* **QUESTIONS ON THE MATERIAL**:
**1.** Answer these questions about the Lasagna Love news story, marking your answers (a), (b) and (c) to match.
(a) Who is overseeing the local Lasagna Love effort in Raleigh?
(b) How many volunteers does Lasagna Love now have across the nation?
(c) In which city did Lasagna Love begin as a pandemic outreach group?
**2.** Pick up the Lasagna Love news story after its last sentence and write a continuation of it.

* **PASSAGE FOR REVIEW**:
+ + + +
Lasagna Love: Nationwide volunteer program provides home-cooked meals to those in need amid COVID-19 pandemic

RALEIGH (WTVD) -- One local woman is heading up a group that believes in simple acts of kindness.

Lasagna Love has risen from a pandemic outreach group in San Diego to a nationwide movement that is growing here in the Triangle.

Megan Gotimer of Raleigh is overseeing the local effort.

Gotimer explained that Lasagna Love is about more than just a free plate of pasta for those in need telling ABC11, "Sometimes it's really hard to ask for help. And we're trying to change that. And if that comes in the form of a lasagna, that's great."

It's comfort food and right now comfort is something in high demand.

"It's that home-cooked meal feeling that we want to share with families. There's a lot of families that are going through a lot of hard times right now," Gotimer said adding that Lasagna Love was started by a mom in San Diego mom back in the spring.

She felt that during the pandemic there was a need to let people know others in their community care.


Now it's spread across the nation with 2,500 volunteers including Gotimer who said the small token of a lasagna meal is available to anyone who feels they need it even if they've never asked for anything like this before.

"One of the core missions of this group is to let people know that it's okay to ask for help when they need it even if it's a one-time thing," she said.
+ + + +
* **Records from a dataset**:
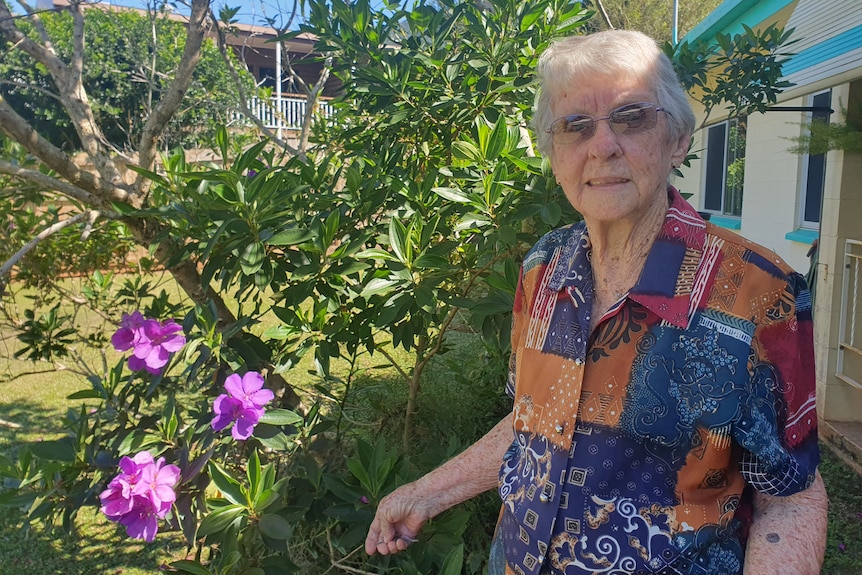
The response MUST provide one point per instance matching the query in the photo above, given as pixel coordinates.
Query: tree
(411, 205)
(652, 17)
(129, 55)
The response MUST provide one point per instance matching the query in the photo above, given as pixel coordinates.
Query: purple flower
(152, 342)
(141, 494)
(242, 404)
(127, 336)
+ + + +
* **ANSWERS**:
**1.**
(a) Megan Gotimer of Raleigh
(b) 2,500
(c) San Diego

**2.**
So whether you've fallen on hard financial times during the pandemic or you just feel overwhelmed and isolated, Lasagna Love would be happy to show how much total strangers care.

And if you don't need help but would like to provide some you are encouraged to go the Lasagna Love website and volunteer.

Gotimer noted that it's very rewarding saying, "It's giving people a bit of a sense of purpose during all of this. We have volunteers that are in difficult times themselves and this is a way that they can still be connected to their community."

Gotimer never got to connect with her community in the normal way.

She and her husband moved here for new jobs in March and this has been her way of getting acquainted.

But when we come out of the pandemic she's now got a long list of community members, people she's served and those who have served along with her, who are due for a hug.